Dataset records about where objects are located:
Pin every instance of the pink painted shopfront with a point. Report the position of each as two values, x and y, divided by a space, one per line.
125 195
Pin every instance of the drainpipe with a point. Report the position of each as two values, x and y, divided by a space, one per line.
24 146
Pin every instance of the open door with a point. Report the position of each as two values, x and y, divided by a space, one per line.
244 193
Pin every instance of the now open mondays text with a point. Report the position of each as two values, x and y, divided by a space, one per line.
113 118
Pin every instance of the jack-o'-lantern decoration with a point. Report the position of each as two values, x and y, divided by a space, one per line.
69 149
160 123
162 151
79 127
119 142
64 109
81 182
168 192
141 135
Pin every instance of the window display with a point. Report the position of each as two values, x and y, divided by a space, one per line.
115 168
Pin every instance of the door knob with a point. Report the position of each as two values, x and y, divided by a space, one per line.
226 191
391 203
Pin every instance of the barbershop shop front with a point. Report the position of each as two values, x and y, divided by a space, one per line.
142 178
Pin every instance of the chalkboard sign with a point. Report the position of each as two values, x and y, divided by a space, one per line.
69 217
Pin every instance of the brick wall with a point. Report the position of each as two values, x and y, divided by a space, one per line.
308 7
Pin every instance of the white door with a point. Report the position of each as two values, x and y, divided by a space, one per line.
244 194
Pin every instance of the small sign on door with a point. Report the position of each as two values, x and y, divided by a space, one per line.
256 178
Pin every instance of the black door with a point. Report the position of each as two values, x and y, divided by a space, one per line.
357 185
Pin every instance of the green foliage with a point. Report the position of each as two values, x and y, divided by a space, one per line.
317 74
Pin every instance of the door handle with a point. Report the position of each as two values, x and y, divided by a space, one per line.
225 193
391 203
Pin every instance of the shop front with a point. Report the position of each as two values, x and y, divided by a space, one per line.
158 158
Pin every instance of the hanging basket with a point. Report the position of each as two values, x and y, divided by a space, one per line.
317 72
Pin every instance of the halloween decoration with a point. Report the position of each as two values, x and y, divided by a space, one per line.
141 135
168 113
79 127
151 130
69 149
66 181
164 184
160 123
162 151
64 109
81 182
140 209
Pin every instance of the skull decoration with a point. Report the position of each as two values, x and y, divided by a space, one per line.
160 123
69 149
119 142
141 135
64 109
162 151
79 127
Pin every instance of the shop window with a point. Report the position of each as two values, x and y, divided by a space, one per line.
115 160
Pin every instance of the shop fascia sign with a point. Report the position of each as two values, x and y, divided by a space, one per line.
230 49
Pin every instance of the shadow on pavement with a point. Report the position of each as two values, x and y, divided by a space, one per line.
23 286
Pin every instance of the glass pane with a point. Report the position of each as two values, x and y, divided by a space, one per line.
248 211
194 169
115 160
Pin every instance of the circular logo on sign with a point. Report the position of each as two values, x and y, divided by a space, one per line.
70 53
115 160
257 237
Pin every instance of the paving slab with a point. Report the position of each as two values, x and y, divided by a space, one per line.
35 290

* **WRITTEN PROBLEM**
Reproduce the records word for word, beginning at the line that contains "Pin every instance of the shop window" and continuing through the last line of the records.

* **EXPECTED ANSWER**
Pin every instance of the shop window with a point. Report the position of each as two values, x and y, divided by a space, one per line.
115 160
Pin every instance of the shop fascia sign with a point. Report the position of each as two values, x and y, divided by a space, one per line.
230 49
Pin every instance of the shadow on pavement with a point. Report the position of each as two values, x and y, divided by a space, one per line.
23 286
Pin every instance of the glass pane with a point. Report the position of each as two values, x and y, divided by a space, one per line.
248 211
194 169
115 160
Pin every instance of the circular logo on sign with a point. Report the position of each as two values, x and y, divided by a space, one per line.
70 53
115 160
257 237
Pin every instance of the paving slab with a point. Report the position of each as two values, x and y, divided by a space, one per line.
35 290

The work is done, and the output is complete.